**Task directions:** Every line of the entries below that includes "speckled" belongs in the answer, copied as written.

**Excerpted data:**
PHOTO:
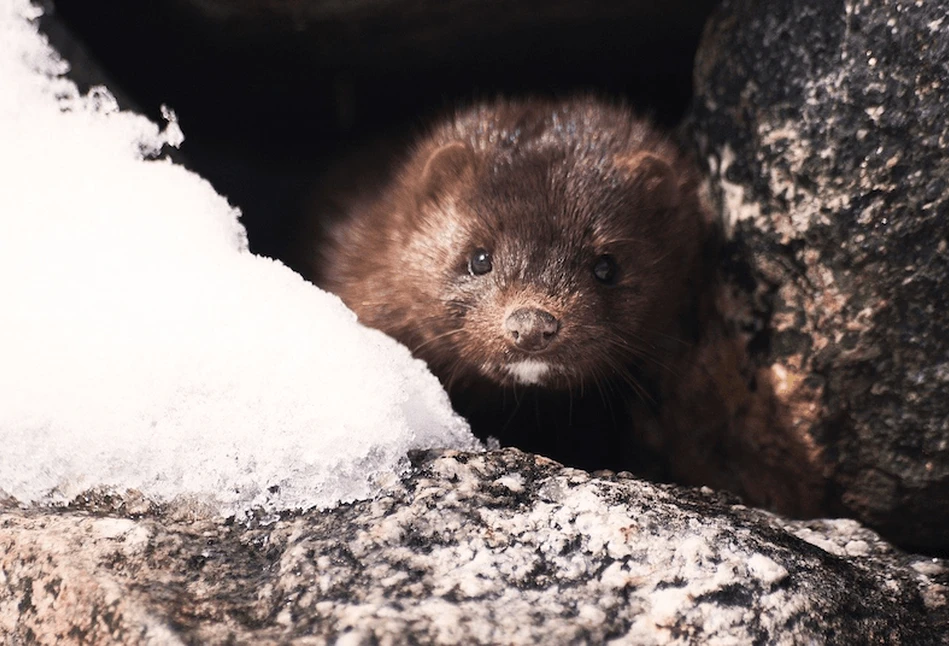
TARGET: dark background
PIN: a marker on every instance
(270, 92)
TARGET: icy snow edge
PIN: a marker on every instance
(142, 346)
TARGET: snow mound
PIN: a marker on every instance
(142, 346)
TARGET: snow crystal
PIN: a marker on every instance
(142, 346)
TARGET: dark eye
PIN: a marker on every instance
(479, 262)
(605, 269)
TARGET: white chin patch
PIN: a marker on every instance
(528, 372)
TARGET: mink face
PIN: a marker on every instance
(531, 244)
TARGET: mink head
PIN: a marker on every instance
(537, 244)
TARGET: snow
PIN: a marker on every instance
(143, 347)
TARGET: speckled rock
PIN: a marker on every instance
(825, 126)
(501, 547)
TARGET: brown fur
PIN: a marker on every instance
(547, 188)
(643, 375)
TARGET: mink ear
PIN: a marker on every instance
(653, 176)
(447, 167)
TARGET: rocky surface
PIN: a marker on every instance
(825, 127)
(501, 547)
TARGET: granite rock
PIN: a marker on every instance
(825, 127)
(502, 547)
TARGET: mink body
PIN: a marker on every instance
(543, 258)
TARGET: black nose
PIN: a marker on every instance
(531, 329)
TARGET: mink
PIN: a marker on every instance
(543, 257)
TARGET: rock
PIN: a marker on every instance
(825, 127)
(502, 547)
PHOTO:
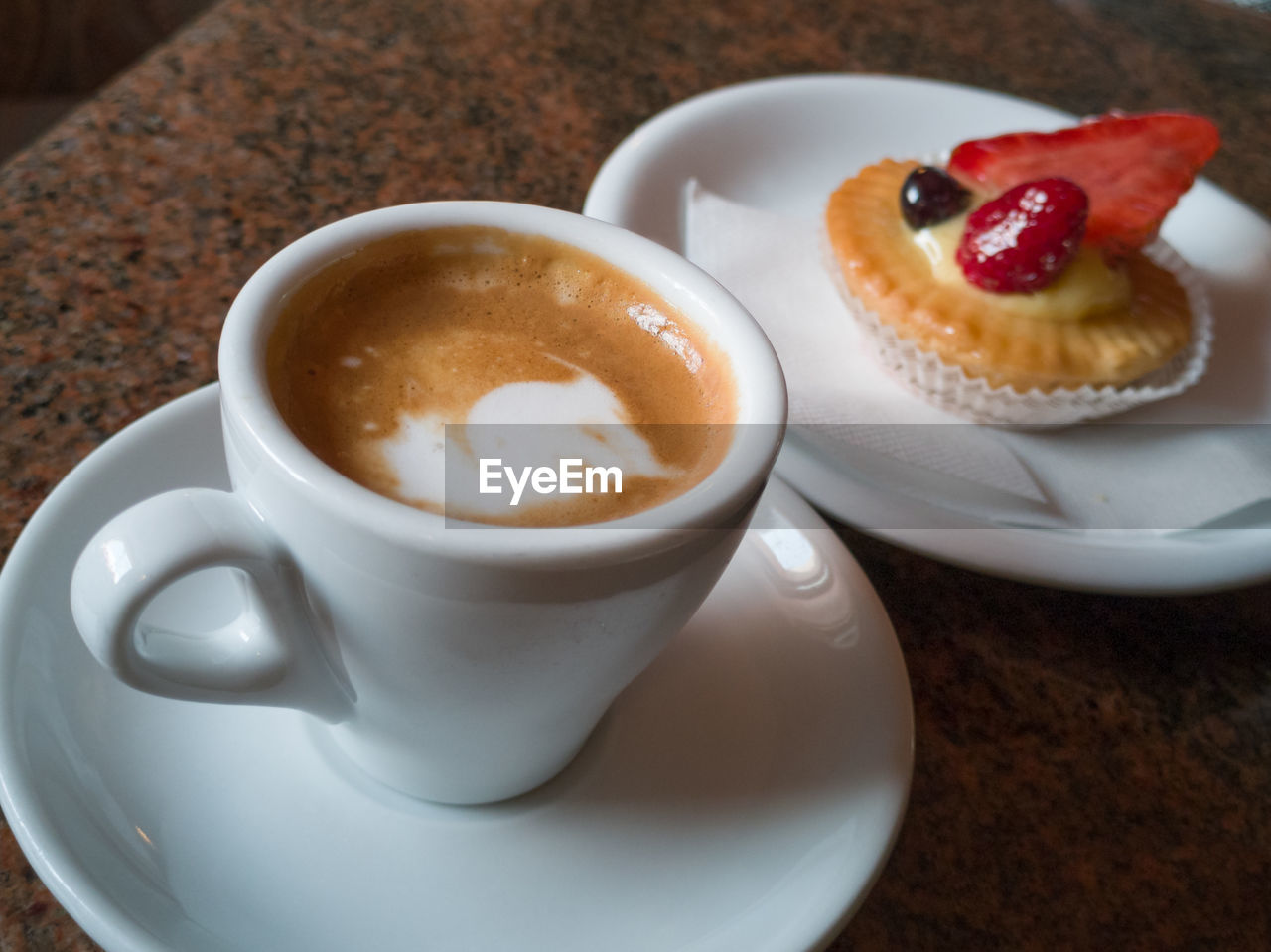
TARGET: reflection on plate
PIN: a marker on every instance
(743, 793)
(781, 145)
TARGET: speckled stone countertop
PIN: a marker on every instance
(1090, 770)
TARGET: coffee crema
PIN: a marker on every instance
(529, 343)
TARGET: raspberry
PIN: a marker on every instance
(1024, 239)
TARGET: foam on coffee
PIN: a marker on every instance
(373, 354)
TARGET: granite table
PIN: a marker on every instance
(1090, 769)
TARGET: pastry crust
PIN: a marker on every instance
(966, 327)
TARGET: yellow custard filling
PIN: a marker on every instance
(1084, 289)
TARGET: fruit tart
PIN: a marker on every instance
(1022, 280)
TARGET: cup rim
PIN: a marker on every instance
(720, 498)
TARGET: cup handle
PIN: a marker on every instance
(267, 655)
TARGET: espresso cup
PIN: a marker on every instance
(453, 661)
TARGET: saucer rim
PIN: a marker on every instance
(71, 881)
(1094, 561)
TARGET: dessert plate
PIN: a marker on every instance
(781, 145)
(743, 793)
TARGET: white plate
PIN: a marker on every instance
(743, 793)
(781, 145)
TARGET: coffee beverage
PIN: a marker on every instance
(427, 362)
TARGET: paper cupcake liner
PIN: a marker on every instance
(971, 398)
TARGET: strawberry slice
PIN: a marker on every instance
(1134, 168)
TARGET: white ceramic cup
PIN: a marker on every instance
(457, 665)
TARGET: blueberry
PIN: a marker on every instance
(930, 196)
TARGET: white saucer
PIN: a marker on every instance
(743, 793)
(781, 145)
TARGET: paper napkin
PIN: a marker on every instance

* * *

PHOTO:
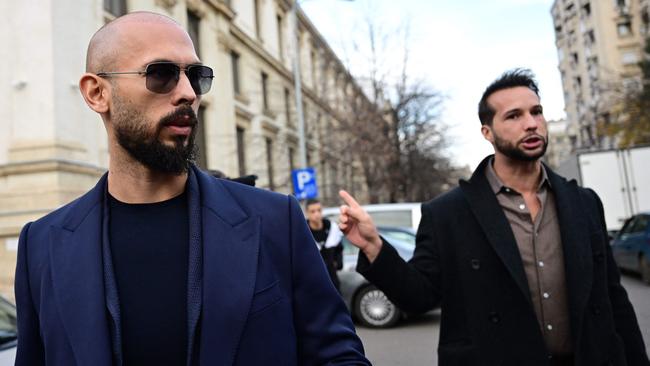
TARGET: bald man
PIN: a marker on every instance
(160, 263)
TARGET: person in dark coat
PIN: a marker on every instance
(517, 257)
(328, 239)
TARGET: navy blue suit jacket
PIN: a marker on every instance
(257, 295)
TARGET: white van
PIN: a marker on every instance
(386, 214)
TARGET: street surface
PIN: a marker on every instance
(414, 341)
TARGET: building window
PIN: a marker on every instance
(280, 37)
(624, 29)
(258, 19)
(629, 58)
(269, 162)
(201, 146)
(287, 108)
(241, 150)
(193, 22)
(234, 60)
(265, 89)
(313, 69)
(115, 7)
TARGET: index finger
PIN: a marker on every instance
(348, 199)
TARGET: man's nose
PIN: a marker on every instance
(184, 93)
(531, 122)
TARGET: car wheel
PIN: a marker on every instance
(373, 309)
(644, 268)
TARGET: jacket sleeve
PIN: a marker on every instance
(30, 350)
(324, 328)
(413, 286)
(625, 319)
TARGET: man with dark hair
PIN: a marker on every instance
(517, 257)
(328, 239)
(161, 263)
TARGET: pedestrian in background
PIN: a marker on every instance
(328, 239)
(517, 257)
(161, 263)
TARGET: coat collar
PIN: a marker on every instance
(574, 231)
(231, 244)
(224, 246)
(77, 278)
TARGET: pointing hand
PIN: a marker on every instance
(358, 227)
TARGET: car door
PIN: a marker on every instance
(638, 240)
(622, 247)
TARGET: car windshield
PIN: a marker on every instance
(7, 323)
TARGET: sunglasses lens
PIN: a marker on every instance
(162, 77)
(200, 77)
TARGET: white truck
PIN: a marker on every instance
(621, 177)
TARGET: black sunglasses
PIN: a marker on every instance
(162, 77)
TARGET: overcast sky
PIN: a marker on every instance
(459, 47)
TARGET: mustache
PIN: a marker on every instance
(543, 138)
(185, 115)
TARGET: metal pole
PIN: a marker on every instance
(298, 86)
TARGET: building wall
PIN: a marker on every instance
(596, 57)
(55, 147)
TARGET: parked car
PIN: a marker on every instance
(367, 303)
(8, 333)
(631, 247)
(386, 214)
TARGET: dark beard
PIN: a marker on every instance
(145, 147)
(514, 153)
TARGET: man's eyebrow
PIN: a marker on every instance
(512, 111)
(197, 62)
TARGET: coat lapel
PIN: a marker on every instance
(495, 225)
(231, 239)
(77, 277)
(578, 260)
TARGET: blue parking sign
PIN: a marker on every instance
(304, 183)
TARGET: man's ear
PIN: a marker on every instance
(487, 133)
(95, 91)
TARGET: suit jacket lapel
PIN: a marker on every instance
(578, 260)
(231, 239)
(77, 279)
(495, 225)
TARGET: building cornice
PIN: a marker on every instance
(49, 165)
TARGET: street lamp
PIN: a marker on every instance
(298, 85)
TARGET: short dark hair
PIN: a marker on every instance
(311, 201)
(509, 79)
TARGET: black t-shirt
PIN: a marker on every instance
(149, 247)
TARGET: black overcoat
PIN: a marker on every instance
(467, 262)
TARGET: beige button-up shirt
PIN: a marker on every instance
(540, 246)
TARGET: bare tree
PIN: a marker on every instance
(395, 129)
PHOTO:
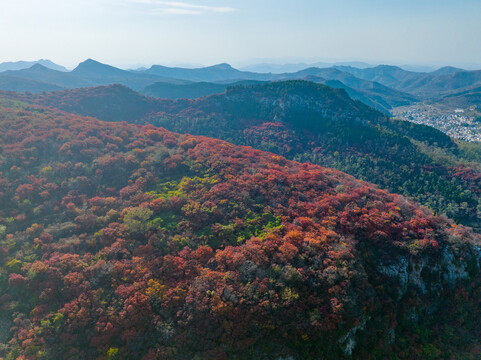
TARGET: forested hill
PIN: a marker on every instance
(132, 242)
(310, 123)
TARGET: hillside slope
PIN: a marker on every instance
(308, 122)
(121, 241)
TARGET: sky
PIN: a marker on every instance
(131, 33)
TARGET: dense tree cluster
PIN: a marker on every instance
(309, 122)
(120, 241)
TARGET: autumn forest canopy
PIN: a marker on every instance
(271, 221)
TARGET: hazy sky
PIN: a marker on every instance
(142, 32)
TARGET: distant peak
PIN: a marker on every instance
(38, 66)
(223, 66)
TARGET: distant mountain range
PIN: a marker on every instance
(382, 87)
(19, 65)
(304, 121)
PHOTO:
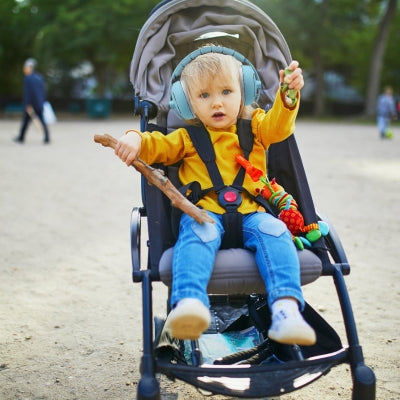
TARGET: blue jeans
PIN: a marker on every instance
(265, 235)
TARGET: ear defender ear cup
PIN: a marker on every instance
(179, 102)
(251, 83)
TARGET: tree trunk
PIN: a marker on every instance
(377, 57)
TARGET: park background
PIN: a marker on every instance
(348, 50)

==

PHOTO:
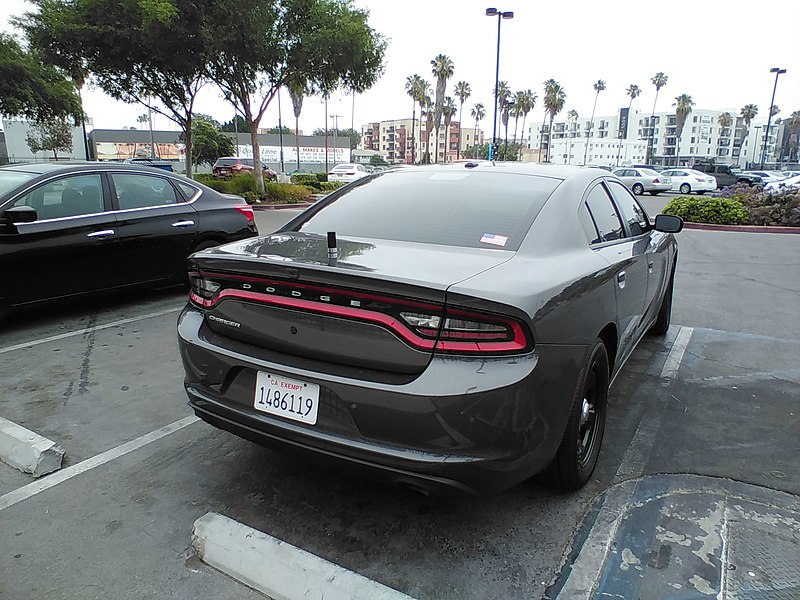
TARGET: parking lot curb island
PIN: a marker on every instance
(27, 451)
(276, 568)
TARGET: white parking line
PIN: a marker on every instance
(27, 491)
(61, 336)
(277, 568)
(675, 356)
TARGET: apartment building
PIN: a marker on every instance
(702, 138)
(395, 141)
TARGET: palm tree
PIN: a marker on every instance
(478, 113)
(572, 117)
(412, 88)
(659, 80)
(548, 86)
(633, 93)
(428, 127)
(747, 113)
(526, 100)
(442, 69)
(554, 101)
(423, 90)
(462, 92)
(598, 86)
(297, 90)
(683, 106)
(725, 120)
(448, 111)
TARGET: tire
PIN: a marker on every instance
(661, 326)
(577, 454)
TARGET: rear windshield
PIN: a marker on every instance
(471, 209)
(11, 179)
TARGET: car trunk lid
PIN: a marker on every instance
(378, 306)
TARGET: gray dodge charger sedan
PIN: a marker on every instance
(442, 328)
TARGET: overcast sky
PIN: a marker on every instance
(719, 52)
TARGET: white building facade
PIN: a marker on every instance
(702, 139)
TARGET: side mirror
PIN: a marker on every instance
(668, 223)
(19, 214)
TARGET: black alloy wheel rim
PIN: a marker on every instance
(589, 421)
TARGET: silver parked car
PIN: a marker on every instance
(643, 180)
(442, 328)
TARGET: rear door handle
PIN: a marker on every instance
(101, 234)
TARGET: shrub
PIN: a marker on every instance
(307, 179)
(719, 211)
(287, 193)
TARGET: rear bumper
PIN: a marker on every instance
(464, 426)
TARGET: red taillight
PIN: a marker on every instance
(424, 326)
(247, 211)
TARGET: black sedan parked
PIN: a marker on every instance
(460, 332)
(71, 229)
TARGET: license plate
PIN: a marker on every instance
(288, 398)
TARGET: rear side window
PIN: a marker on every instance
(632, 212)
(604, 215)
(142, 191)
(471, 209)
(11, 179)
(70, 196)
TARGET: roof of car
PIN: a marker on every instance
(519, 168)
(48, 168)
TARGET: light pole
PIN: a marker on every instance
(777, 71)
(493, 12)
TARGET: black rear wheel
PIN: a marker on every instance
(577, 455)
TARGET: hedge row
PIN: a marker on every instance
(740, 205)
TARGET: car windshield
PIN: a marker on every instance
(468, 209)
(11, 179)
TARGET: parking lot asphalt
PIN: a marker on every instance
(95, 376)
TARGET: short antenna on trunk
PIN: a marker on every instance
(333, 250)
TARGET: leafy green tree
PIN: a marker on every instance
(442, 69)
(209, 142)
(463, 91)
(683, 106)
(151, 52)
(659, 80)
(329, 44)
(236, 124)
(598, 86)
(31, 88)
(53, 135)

**Answer:**
TARGET: speckled rock
TARGET: speckled stone countertop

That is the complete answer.